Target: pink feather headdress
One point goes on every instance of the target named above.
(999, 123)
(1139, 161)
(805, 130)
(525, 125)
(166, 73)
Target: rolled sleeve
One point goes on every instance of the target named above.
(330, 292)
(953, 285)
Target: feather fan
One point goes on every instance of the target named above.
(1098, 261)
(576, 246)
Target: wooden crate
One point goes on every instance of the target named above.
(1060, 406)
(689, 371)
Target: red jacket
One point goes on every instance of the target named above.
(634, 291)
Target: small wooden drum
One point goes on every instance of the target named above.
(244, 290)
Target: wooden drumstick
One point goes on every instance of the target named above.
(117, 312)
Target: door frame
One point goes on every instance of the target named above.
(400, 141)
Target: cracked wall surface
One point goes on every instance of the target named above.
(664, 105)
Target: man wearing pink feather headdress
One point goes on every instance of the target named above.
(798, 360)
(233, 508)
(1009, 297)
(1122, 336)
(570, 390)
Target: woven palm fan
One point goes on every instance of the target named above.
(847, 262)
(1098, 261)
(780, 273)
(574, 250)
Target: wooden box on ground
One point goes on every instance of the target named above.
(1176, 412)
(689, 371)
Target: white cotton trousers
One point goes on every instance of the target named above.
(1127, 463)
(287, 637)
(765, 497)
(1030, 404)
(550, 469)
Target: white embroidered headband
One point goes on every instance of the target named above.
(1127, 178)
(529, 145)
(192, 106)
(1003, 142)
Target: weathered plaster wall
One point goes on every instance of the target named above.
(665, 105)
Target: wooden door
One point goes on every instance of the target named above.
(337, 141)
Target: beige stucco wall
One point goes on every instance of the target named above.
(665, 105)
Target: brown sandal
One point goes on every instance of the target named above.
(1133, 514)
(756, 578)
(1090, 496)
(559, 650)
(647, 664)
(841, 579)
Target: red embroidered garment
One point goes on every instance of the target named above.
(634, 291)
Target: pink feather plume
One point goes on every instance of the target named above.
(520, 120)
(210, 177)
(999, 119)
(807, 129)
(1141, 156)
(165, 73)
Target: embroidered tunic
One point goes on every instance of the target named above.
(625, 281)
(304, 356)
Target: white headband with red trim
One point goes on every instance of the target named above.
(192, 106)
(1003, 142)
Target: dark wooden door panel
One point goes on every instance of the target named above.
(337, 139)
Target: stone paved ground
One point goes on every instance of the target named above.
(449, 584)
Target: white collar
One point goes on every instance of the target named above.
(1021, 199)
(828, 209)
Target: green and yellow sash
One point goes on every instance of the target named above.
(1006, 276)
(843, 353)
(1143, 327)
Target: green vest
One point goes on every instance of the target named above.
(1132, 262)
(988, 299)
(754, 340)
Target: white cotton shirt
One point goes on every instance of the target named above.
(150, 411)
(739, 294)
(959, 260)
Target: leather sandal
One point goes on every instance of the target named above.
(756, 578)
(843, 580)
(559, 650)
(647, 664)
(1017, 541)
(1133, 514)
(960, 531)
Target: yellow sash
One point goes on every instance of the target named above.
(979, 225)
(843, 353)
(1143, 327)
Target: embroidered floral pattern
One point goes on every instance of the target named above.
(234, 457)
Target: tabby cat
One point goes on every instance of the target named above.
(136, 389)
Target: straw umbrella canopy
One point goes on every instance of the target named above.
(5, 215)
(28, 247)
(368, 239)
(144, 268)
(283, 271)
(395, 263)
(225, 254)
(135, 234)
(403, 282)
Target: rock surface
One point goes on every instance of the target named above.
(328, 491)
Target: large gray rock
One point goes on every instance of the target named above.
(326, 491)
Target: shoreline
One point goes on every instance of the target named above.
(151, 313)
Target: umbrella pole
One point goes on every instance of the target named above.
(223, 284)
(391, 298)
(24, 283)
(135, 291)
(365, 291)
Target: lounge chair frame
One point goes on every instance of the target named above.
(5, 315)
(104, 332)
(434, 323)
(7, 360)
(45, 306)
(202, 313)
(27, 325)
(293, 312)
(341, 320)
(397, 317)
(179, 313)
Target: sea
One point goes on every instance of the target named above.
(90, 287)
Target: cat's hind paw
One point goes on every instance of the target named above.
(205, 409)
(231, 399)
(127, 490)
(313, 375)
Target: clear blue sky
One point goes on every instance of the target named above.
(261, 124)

- **WHAT YOU HAVE TO DO**
The records above must be repeated exactly, every one of them.

- **COMPLETED EXERCISE**
Target: pink feather headdress
One point goes on every instance of the target named above.
(999, 123)
(1139, 161)
(805, 130)
(525, 125)
(166, 73)
Target: rolled sleeve
One point goes on every instance of the target named above.
(330, 292)
(953, 285)
Target: feather fan
One point goes on every instance of the target named above.
(1098, 261)
(576, 246)
Target: wooden crate
One point goes on every instance of the target named above.
(1060, 406)
(689, 371)
Target: red jacket
One point goes on every instance of the target named above.
(634, 291)
Target: small wooden drum
One point goes on every instance of the target named above.
(244, 290)
Target: wooden drumstick
One point goes on every instance of the target named above.
(117, 312)
Target: door frame
One point goes on every instance of the target named above.
(400, 141)
Target: cracked wall surface
One point goes on every instance of the target named above.
(664, 105)
Target: man wearing pink feather headdress
One point goes on every instance of the target named above.
(798, 360)
(233, 508)
(1009, 297)
(1122, 336)
(570, 390)
Target: woven palm fan
One point goes on every instance of the target named above.
(847, 262)
(1098, 261)
(780, 273)
(574, 250)
Target: wooden box on ground
One point goes on every instance of the target named above.
(1176, 412)
(689, 371)
Target: white cotton trousers
One point goes on every instance of the target named above.
(1127, 463)
(287, 637)
(765, 497)
(1030, 404)
(550, 469)
Target: white embroidered headband
One point goes on every instance of the target named above.
(1127, 178)
(529, 145)
(192, 106)
(1003, 142)
Target: weathered plaster wall
One point goes on every instance of the target named above.
(665, 105)
Target: wooden door
One point goes on every instance of the target named above.
(337, 141)
Target: beige stucco wall
One point goes on every instance of the target named above.
(665, 105)
Target: brown sandal
One point goes on every instance of the target named above.
(1133, 514)
(756, 578)
(1090, 496)
(559, 650)
(647, 664)
(841, 579)
Target: red embroidered garment
One point goes on every instance of the target named above.
(634, 291)
Target: pink feather plume
One point goes on every instance of the target named above.
(520, 120)
(210, 177)
(999, 119)
(807, 129)
(1141, 156)
(165, 73)
Target: embroidered tunic
One point goes on every instance of the target named above.
(625, 281)
(304, 356)
Target: white headband with red trim
One point goes on every instance of the target named above.
(192, 106)
(1003, 142)
Target: dark wooden door panel
One point goes on every instance of the target named above.
(337, 139)
Target: stone paved ground
One point goes on every instance of the target named above.
(449, 584)
Target: white collar
One point goes on every instance of the target named above.
(1021, 199)
(828, 209)
Target: green and yellow sash
One point goes on every instance of the target named above.
(1006, 276)
(843, 353)
(1143, 327)
Target: green vest
One point goes on every instance of the target named above.
(1132, 262)
(988, 299)
(754, 340)
Target: white cotton shirt
One point goes on every instance of the target named above.
(150, 411)
(739, 294)
(959, 260)
Target: leather sandal
One point goes on every instance of the target named above.
(756, 578)
(843, 580)
(559, 650)
(647, 664)
(1017, 541)
(1133, 514)
(960, 531)
Target: yellow sash
One point goes on every instance of the target named above.
(979, 225)
(843, 353)
(1143, 327)
Target: embroidered floral pattern
One point goes on every instance of the target named above.
(234, 457)
Target: tabby cat
One point goes on every instance of the target named above.
(136, 389)
Target: straw umbrella canopy
One point goes on every instance of the target named above.
(5, 215)
(28, 247)
(368, 239)
(144, 268)
(283, 271)
(395, 263)
(225, 254)
(135, 234)
(403, 282)
Target: rock surface
One point goes on every instance of the target named above.
(328, 491)
Target: large gray rock
One point goes on every instance of the target named above.
(326, 491)
Target: shoreline
One point goes on every instance of the target named above.
(151, 313)
Target: umbrella pole
One point goes on every instance of the target named above.
(223, 284)
(391, 298)
(24, 283)
(135, 291)
(365, 291)
Target: lounge chair frame
One point goes on every instance of the target named above.
(5, 315)
(104, 332)
(434, 323)
(7, 360)
(45, 306)
(202, 313)
(27, 325)
(293, 312)
(341, 320)
(397, 317)
(179, 313)
Target: sea
One point goes on every instance of the target named above.
(90, 287)
Target: cat's hind paw
One point goes on every instance of the target named above.
(205, 409)
(231, 399)
(127, 490)
(313, 375)
Target: clear blue sky
One point goes on every instance of the target named above.
(261, 124)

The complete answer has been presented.